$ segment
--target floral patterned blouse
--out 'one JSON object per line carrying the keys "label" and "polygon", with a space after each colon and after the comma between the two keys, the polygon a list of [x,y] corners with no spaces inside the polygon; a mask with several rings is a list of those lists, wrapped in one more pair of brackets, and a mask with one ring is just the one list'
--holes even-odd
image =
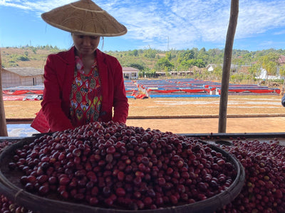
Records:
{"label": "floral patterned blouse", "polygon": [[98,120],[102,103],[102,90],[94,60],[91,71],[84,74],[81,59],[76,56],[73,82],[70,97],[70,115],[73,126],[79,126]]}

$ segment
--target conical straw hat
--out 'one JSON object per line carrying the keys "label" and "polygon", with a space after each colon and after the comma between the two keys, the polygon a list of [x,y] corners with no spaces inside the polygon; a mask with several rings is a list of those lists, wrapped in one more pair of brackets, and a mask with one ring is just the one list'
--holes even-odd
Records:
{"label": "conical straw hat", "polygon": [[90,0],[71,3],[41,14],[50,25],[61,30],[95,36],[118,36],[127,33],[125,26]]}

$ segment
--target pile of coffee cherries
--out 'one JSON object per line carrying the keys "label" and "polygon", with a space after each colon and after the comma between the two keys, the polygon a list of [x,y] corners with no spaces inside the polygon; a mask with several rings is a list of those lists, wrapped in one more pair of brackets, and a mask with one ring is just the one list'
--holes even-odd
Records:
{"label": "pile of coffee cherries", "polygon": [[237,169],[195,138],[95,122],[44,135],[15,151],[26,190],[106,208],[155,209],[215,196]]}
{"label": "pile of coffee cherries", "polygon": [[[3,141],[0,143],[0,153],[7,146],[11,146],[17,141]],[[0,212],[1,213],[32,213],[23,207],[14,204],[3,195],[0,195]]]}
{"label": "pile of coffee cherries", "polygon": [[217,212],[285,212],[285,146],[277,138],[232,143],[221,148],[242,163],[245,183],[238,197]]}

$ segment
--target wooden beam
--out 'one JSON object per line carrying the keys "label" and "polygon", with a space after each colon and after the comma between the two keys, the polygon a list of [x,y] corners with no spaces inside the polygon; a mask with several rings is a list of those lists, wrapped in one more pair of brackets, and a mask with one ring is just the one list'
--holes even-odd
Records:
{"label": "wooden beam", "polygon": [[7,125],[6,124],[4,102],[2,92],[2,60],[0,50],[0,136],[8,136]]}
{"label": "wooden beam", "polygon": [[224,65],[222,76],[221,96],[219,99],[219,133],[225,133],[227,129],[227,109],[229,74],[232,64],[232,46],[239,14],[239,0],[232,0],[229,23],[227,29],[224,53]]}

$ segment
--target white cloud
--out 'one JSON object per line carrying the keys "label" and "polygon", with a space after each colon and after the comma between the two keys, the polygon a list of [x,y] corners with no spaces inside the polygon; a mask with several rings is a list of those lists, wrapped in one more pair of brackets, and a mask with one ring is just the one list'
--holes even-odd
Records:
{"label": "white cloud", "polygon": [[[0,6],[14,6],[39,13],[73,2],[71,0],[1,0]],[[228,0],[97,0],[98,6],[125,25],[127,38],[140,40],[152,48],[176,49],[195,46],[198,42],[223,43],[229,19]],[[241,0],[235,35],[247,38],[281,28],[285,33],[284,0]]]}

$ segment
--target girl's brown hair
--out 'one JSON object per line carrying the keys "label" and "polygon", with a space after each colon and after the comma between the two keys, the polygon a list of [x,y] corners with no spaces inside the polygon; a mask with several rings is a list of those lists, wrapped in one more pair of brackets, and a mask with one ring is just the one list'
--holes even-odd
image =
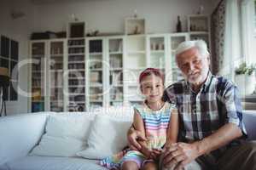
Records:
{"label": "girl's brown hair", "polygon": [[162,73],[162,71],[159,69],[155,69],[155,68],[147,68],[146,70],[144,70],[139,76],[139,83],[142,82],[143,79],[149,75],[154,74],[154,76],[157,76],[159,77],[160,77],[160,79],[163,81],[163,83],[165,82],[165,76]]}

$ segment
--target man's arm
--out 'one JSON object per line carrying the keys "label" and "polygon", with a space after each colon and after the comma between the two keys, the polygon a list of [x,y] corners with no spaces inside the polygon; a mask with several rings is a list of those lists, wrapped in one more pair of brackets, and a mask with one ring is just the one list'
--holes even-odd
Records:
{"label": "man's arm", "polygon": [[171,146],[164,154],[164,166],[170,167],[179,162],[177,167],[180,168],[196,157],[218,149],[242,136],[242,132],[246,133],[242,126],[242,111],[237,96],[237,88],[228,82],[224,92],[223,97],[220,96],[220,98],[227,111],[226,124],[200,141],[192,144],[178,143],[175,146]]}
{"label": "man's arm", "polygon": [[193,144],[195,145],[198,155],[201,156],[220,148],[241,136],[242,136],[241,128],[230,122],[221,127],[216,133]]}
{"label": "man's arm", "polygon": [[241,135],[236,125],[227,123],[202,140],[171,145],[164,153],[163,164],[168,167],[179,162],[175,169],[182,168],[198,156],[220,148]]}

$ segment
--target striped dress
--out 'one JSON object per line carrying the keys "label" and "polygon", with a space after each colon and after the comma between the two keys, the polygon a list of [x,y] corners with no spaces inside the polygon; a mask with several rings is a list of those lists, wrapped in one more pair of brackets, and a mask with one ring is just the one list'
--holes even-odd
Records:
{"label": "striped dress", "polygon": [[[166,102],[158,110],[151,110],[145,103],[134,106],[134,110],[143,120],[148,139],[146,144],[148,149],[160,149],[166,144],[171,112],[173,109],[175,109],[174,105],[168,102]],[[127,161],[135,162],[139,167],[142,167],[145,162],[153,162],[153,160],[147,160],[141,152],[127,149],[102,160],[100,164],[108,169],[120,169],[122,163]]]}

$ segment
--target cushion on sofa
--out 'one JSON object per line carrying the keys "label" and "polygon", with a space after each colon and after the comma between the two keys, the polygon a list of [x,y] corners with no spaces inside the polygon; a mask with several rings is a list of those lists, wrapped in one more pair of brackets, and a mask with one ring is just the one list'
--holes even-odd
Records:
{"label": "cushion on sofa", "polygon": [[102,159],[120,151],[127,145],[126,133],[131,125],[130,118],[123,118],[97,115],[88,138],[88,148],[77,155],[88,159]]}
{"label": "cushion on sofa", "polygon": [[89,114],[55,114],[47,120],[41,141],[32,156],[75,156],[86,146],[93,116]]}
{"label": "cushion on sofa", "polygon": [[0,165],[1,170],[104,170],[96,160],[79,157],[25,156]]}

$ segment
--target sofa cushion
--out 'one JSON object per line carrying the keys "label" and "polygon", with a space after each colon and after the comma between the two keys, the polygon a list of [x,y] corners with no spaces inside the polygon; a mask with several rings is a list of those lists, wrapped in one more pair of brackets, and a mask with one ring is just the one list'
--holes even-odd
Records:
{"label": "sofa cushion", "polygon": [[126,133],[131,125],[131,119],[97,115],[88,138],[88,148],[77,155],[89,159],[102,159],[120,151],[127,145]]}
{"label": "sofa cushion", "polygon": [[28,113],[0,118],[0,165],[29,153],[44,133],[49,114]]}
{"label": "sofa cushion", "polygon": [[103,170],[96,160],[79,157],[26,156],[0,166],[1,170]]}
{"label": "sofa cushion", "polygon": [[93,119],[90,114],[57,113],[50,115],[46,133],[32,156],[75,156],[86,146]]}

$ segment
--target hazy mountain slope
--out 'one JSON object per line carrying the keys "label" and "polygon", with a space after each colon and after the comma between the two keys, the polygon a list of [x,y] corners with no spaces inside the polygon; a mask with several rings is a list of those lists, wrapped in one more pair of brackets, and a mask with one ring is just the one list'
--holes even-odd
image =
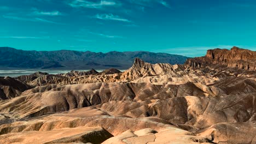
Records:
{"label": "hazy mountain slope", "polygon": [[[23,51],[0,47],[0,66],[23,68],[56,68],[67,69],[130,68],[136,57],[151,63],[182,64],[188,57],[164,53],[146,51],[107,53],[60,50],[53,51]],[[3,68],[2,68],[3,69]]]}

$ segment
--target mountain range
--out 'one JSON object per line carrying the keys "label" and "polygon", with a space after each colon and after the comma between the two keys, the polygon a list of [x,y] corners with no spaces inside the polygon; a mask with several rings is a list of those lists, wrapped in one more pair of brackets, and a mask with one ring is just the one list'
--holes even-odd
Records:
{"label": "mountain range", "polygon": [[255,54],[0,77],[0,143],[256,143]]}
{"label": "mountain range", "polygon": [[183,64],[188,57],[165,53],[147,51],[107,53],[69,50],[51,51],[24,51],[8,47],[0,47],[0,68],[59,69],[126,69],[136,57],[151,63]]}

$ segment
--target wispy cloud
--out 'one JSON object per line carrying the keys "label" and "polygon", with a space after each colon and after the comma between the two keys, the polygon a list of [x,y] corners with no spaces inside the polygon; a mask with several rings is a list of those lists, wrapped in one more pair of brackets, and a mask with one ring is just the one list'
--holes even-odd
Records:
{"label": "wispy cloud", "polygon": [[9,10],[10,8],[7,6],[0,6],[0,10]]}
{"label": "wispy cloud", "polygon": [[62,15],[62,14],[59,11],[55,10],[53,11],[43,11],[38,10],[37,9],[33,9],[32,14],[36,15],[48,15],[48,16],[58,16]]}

________________________

* [Do this] Gather every line of the listing above that contains the string "cushion", and copy each such line in full. Case counts when matching.

* [Final answer]
--target cushion on sofa
{"label": "cushion on sofa", "polygon": [[102,159],[120,151],[127,145],[126,133],[131,125],[130,118],[123,118],[97,115],[88,138],[88,148],[77,155],[88,159]]}
{"label": "cushion on sofa", "polygon": [[89,114],[55,114],[47,120],[41,141],[32,156],[75,156],[86,146],[93,116]]}
{"label": "cushion on sofa", "polygon": [[0,165],[1,170],[104,170],[96,160],[79,157],[25,156]]}
--target sofa cushion
{"label": "sofa cushion", "polygon": [[126,133],[131,125],[131,119],[97,115],[88,138],[88,148],[77,155],[89,159],[102,159],[120,151],[127,145]]}
{"label": "sofa cushion", "polygon": [[28,113],[0,118],[0,165],[29,153],[44,133],[49,114]]}
{"label": "sofa cushion", "polygon": [[103,170],[96,160],[79,157],[26,156],[0,166],[1,170]]}
{"label": "sofa cushion", "polygon": [[93,119],[90,114],[57,113],[50,115],[46,133],[32,156],[75,156],[86,146]]}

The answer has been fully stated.